━━━ EXTRAIT SOURCE ━━━
Musée - Politique

Le grand projet

Par Jérôme Bernard · Le Journal des Arts

Le 1 mars 1997 - 704 mots

PARIS

Le Musée des Arts premiers voulu par le président de la République s’annonce comme le grand projet de cette fin de siècle. Germain Viatte, l’actuel directeur du Musée national d’art moderne au Centre Pompidou, devait être nommé fin février directeur du projet muséographique de cette future institution sur laquelle pèsent encore beaucoup d’incertitudes, liées notamment au déménagement du Musée de la Marine.

Le scénario était cohérent sur le papier : le futur "Musée de l’Homme, d’art et de civilisation", lancé officiellement en octobre par le président de la République, rassemblerait au palais de Chaillot les collections ethnographiques du Musée de l’Homme et celles du Musée national des arts d’Afrique et d’Océanie (MAAO). L’opération devait coûter un milliard de francs, dont 200 millions pour le transfert du Musée de la Marine au MAAO, porte Dorée. Mais c’était sans compter avec la résistance des gens de mer. Le contre-amiral Bellec, conservateur du Musée de la Marine, a jugé le MAAO trop excentré, trop petit, mal adapté. "Le chiffre de 200 millions de francs a été évalué à partir de l’hypothèse d’un transfert porte Dorée", remar­que Serge Louveau, rapporteur de la commission Friedmann. Mais les propositions du rapport Deniau, chargé de trouver un autre site (lire encadré), risquent d’être beaucoup plus coûteuses.
━━━
Poursuivez l'article sur le projet du Musée des Arts premiers à partir de sa dernière phrase. Les items forment un matériau distinct de l'article.
━━━ ITEMS FOURNIS ━━━
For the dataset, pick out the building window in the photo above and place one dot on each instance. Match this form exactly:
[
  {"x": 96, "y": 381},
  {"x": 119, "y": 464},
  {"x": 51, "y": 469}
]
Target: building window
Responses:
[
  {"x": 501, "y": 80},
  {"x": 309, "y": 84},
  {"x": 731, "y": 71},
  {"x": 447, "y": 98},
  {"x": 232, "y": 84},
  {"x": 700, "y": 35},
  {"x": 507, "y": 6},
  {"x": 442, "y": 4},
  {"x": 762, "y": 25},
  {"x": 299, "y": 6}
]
━━━
RÉPONSE:
Inquiets du précédent du Musée des travaux publics – en caisses depuis quarante ans –, les partisans du Musée de la Marine refusent son départ tant qu’un lieu d’accueil n’aura pas été trouvé. Georges Sarre, député socialiste de Paris, propose même "de laisser le Musée de la Marine à sa place et d’installer le nouveau Musée de l’Homme et des "Arts premiers" dans l’îlot Poliveau, près du jardin des Plantes et du Muséum, ou dans la ZAC Paris Rive gauche." 1

Commission pour les achats
Pour l’instant, l’ouverture d’une antenne au Louvre, dans le pavillon des Sessions, est la partie la plus avancée du projet : 150 à 200 pièces "majeures" d’arts primitifs y seront réunies. Un budget de 30 millions de francs a été inscrit au budget 1997, l’ouverture étant prévue pour novembre 1999. Selon le ministre de la Culture, cette antenne sera définitive. Le premier conseil d’administration de la Mission de préfiguration du Musée des Arts premiers devait se réunir le 28 février. Jacques Friedmann, qui a dirigé la commission chargée de faire des propositions au président de la République, présidera cette mission constituée en association loi de 1901. Germain Viatte, l’actuel directeur du Musée national d’art moderne, a accepté de diriger le projet muséographique. Le directeur du MAAO, Jean-Hubert Martin, fait partie des candidats malheureux. "Germain Viatte n’est pas un spécialiste des arts premiers, mais il a de l’expérience pour monter ce type de projet", estime Serge Louveau. Quant à Jacques Kerchache, ancien marchand d’arts primitifs, il sera conseiller scientifique.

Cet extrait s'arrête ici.